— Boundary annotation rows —
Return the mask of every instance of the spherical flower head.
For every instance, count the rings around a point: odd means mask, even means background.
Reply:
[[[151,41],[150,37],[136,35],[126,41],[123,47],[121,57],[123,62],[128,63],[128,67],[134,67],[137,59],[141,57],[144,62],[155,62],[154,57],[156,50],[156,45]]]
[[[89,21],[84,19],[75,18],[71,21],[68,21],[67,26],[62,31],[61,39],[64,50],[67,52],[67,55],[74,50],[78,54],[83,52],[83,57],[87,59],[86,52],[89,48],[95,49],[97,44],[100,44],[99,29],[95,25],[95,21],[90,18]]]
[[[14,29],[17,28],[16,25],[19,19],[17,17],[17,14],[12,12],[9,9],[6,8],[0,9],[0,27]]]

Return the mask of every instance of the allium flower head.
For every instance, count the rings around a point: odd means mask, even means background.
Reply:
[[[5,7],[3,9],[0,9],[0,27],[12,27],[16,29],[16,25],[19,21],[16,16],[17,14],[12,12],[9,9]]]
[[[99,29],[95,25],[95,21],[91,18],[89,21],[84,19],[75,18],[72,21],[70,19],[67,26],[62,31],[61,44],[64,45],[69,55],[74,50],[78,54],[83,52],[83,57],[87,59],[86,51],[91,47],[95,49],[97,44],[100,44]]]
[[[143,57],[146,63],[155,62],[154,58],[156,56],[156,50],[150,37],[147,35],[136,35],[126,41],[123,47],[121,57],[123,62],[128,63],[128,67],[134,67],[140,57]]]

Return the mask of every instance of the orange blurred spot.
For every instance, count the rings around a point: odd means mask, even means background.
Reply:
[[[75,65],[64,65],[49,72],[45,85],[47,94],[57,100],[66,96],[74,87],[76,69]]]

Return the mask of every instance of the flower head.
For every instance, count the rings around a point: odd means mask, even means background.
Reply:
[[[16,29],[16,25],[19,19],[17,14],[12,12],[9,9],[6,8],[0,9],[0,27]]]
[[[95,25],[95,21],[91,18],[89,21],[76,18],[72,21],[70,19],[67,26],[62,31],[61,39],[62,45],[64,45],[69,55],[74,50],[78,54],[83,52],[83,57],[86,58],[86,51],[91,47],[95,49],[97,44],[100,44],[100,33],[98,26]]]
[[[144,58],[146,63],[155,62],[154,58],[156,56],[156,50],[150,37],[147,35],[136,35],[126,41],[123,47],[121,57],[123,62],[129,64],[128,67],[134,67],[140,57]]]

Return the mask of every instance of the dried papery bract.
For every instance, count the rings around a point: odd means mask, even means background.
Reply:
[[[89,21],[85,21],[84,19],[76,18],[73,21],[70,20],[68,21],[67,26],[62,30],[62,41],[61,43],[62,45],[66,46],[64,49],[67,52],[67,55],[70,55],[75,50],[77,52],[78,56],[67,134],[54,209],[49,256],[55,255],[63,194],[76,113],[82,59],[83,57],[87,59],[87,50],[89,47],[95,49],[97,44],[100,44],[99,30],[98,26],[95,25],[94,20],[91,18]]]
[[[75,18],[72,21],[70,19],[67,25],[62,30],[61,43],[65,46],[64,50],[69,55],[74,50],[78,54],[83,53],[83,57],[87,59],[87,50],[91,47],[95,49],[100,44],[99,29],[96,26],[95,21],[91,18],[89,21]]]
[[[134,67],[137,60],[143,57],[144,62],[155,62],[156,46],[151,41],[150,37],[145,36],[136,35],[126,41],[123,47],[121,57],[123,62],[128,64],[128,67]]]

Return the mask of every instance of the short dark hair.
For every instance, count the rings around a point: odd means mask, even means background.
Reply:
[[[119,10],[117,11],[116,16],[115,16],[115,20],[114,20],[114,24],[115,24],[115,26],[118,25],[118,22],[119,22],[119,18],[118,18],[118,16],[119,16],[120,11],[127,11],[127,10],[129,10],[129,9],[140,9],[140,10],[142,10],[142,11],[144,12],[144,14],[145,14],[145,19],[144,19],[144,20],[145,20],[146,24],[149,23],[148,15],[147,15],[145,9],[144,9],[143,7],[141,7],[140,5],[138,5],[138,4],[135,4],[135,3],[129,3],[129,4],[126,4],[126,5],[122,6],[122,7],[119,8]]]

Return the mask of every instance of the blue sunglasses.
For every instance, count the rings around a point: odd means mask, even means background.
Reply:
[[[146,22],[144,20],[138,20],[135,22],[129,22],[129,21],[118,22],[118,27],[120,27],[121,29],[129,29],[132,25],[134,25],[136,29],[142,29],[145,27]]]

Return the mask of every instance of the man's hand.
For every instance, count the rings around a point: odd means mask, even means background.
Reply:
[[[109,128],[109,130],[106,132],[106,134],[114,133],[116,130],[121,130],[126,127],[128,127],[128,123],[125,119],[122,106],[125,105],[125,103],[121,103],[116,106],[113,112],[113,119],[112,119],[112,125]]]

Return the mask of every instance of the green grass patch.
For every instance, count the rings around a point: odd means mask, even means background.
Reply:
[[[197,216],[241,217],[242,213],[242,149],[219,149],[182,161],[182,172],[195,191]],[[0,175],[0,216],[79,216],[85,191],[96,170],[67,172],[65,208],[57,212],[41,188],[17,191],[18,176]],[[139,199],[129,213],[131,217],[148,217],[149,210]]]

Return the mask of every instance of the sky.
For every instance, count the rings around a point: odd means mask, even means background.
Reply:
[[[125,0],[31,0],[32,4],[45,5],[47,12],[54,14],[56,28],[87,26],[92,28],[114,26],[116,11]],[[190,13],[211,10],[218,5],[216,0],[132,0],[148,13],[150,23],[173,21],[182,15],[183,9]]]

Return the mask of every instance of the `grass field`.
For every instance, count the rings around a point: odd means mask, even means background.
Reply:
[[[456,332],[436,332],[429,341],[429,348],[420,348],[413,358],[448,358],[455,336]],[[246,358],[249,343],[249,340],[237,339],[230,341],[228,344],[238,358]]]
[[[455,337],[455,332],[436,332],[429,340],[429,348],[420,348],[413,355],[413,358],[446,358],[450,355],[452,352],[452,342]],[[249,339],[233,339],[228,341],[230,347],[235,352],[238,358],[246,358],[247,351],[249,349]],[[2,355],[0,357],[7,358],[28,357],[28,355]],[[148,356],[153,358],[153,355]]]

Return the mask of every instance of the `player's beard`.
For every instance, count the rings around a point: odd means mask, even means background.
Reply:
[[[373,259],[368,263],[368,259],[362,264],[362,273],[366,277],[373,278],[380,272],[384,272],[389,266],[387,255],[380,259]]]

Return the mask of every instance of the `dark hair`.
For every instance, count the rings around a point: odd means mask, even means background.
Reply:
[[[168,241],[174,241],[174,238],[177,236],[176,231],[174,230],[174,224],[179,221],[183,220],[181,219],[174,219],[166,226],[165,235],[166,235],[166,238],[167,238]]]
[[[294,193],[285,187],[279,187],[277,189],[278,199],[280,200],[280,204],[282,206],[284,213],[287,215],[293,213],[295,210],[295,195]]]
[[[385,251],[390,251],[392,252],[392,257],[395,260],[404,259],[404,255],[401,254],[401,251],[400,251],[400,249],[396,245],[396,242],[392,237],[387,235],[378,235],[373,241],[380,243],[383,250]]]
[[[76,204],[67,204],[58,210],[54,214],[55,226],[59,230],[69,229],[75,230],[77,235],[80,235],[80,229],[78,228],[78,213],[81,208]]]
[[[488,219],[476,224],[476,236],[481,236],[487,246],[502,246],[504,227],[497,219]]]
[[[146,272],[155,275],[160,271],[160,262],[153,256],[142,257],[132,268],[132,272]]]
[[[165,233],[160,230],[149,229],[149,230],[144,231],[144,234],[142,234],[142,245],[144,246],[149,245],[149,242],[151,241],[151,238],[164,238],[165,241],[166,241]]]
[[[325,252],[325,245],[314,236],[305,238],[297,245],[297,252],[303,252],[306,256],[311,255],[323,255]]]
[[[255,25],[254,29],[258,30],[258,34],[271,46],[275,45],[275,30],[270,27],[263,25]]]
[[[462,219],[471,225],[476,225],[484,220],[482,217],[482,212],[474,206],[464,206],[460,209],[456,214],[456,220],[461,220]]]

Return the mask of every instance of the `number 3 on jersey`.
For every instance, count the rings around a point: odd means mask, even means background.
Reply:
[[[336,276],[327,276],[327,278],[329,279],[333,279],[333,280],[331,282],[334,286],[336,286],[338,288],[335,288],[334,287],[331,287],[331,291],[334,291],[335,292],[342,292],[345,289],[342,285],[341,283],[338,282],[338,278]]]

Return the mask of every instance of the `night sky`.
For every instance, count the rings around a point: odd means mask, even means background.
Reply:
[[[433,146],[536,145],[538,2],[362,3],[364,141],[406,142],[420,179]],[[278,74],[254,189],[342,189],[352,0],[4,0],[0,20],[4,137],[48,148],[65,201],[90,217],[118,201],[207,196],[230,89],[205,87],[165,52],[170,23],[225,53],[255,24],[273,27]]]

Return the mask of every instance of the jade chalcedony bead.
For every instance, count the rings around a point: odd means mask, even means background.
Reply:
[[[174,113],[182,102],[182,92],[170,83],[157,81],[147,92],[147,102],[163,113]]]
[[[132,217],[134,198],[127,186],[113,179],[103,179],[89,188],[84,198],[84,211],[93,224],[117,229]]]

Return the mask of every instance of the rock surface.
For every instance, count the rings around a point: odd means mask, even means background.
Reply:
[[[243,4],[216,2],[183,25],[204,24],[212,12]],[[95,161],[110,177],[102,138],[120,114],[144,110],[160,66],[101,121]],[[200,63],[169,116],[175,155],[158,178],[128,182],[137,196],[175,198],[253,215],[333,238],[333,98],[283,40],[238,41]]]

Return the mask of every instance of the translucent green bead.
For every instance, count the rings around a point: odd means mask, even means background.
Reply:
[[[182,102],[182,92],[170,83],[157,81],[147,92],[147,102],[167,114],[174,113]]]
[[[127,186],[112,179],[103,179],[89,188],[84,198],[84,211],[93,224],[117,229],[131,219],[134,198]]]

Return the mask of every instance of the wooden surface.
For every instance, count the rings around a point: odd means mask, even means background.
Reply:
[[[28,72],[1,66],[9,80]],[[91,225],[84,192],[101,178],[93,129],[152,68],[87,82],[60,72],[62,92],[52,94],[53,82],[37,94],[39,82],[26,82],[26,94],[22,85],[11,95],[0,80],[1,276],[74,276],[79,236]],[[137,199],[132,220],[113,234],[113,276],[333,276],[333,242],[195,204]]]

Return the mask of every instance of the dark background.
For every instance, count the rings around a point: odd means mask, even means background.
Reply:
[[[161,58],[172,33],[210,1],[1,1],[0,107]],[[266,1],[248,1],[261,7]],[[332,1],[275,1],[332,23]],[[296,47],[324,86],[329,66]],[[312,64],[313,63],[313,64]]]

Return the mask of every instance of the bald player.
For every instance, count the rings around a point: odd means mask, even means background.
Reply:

— GOAL OF THE EXERCISE —
Counting only matches in the same case, how many lines in the rows above contain the word "bead"? Reply with the number alone.

— ANSWER TO THE PROBLEM —
2